-- ACTIVITY --
Reproduce the article on the failed opioid settlement talks word for word, in full.

-- EXTRACT --
Opioid Crisis: Companies Fail To Reach Settlement Ahead Of Court Battle

This will set stage for trial to commence.

KUALA LUMPUR, Oct 23 – A high-profile legal battle is set to begin, after six drug companies that are accused in thousands of lawsuits over their role in the country’s opioid epidemic in the US, failed to reach a settlement with governments across the nation.

The six defendants include three distribution companies; AmerisourceBergen, Cardinal Health, and McKesson Corporation, a smaller distributor;Henry Schein Medical, a generic drugs company Teva Pharmaceuticals as well as pharmacy chain, Walgreens.

“Our goal when assessing settlement proposals is to provide local communities with adequate and urgently needed relief in the near term, and to ensure that these resources will be directed exclusively toward efforts to abate the opioid epidemic,” plaintiff attorneys Paul J. Hanly Jr., Paul T Farrell Jr and Joe Rice said in a joint statement, according to CNN.

“The facts will show that opioid makers and distributors conspired to create and benefit from the worst public health crisis in decades,” the statement read further.

(Referring-expression pointing data)
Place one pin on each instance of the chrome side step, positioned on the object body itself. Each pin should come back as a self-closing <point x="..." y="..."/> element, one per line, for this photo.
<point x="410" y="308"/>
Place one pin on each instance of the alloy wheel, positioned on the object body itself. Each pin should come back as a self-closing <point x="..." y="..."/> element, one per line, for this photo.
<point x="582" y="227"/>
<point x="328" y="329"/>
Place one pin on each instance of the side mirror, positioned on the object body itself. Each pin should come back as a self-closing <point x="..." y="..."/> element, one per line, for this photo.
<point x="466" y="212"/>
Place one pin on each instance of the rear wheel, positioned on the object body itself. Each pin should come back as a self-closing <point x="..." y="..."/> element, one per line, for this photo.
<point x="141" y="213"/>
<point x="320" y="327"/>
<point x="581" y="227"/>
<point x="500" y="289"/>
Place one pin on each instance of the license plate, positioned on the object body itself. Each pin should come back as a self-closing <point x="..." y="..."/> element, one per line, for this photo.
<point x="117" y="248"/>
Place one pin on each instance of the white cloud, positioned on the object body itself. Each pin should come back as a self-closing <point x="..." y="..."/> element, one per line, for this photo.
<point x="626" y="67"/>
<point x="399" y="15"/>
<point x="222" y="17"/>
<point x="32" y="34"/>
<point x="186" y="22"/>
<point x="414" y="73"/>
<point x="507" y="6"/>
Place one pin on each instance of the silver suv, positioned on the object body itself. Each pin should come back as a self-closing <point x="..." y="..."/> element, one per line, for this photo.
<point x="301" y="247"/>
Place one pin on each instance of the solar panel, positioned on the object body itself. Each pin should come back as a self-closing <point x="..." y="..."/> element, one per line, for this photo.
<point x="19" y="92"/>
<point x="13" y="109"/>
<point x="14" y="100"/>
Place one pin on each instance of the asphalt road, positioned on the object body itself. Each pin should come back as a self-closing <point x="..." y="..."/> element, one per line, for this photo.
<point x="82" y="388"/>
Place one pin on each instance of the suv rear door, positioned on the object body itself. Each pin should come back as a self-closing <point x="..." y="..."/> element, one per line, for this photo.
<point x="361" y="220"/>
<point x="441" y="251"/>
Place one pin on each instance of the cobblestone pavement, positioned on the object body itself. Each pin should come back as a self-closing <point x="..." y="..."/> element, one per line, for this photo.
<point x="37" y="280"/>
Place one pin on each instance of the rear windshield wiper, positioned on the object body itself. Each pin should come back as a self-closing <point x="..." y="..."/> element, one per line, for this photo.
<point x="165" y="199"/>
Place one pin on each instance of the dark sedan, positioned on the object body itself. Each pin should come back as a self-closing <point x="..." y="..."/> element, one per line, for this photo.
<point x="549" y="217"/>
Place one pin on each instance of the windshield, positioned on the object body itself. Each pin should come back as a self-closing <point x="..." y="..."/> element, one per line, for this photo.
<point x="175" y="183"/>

-- EXERCISE RESPONSE --
Opioid Crisis: Companies Fail To Reach Settlement Ahead Of Court Battle

This will set stage for trial to commence.

KUALA LUMPUR, Oct 23 – A high-profile legal battle is set to begin, after six drug companies that are accused in thousands of lawsuits over their role in the country’s opioid epidemic in the US, failed to reach a settlement with governments across the nation.

The six defendants include three distribution companies; AmerisourceBergen, Cardinal Health, and McKesson Corporation, a smaller distributor;Henry Schein Medical, a generic drugs company Teva Pharmaceuticals as well as pharmacy chain, Walgreens.

“Our goal when assessing settlement proposals is to provide local communities with adequate and urgently needed relief in the near term, and to ensure that these resources will be directed exclusively toward efforts to abate the opioid epidemic,” plaintiff attorneys Paul J. Hanly Jr., Paul T Farrell Jr and Joe Rice said in a joint statement, according to CNN.

“The facts will show that opioid makers and distributors conspired to create and benefit from the worst public health crisis in decades,” the statement read further.